PROVIDED TEXT:

● ● ● ● ● ● ●

Inflation rose for the second straight month, but investors remain confident in a December rate cut.

The Consumer Price Index (CPI) rose to 2.7% in November, up from 2.6% the previous month.

This is the second straight month that the CPI inflation rate has gone up, as the CPI jumped to 2.6% in October from 2.4% in September.

With the Federal Open Market Committee (FOMC) meeting next week on the federal funds interest rate, investors are wondering if this inflation news changes the Fed’s calculus.

Rising inflation not unexpected

The inflation rate had declined for five straight months, from 3.5% in March to 2.4% in September, which led to a massive 50 basis point Fed rate cut in September followed by another 25-basis point cut in November.

But the CPI has hit a wall, rising over the past two months back up to 2.7%. Core inflation, which excludes food and energy prices, stayed the same in November, climbing 3.3% over the past 12 months.

● ● ● ● ● ● ●

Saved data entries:
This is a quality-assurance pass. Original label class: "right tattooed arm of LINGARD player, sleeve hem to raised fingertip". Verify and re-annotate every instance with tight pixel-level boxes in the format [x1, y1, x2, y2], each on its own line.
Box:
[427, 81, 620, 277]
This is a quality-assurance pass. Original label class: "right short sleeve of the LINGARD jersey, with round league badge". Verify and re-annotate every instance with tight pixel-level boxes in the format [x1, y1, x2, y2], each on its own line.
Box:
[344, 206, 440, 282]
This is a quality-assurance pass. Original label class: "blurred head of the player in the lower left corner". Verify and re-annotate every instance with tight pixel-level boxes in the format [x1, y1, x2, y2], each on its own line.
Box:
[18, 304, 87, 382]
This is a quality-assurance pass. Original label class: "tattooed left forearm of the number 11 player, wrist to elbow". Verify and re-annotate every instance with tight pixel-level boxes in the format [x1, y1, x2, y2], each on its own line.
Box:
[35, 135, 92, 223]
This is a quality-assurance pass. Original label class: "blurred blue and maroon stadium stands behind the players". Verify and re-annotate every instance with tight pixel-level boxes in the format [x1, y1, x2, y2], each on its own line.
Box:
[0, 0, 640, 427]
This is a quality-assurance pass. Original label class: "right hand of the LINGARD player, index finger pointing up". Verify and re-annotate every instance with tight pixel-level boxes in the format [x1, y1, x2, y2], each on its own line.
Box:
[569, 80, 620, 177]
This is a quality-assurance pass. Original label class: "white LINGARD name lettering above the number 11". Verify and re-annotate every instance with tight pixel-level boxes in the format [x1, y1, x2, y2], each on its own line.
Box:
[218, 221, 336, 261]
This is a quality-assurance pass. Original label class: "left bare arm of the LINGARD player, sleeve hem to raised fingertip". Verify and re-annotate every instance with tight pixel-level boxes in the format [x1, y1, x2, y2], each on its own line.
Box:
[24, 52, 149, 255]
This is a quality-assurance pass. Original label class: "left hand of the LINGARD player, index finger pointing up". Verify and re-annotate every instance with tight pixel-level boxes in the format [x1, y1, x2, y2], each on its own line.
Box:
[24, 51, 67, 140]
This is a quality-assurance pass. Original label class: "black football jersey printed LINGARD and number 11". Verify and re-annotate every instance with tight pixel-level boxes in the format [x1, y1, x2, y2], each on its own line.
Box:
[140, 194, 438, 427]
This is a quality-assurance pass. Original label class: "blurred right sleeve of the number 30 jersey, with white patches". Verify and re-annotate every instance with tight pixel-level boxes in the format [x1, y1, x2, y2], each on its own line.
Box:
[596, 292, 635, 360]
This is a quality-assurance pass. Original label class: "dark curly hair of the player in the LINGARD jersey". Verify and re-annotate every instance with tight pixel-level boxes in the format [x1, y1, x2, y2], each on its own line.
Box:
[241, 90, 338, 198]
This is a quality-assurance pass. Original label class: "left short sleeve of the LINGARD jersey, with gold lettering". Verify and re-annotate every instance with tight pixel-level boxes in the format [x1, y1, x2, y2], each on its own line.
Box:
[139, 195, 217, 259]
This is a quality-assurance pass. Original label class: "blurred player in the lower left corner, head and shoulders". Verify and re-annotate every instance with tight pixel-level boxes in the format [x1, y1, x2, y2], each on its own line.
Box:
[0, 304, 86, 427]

● ● ● ● ● ● ●

USING THE INFORMATION:
1. According to the inflation article, how large was the Fed's rate cut in September?
2. Write out the passage of the inflation article from "This is the" to "the Fed’s calculus." word for word.

OUTPUTS BY TASK:
1. It was a 50-basis-point cut.

2.
This is the second straight month that the CPI inflation rate has gone up, as the CPI jumped to 2.6% in October from 2.4% in September.

With the Federal Open Market Committee (FOMC) meeting next week on the federal funds interest rate, investors are wondering if this inflation news changes the Fed’s calculus.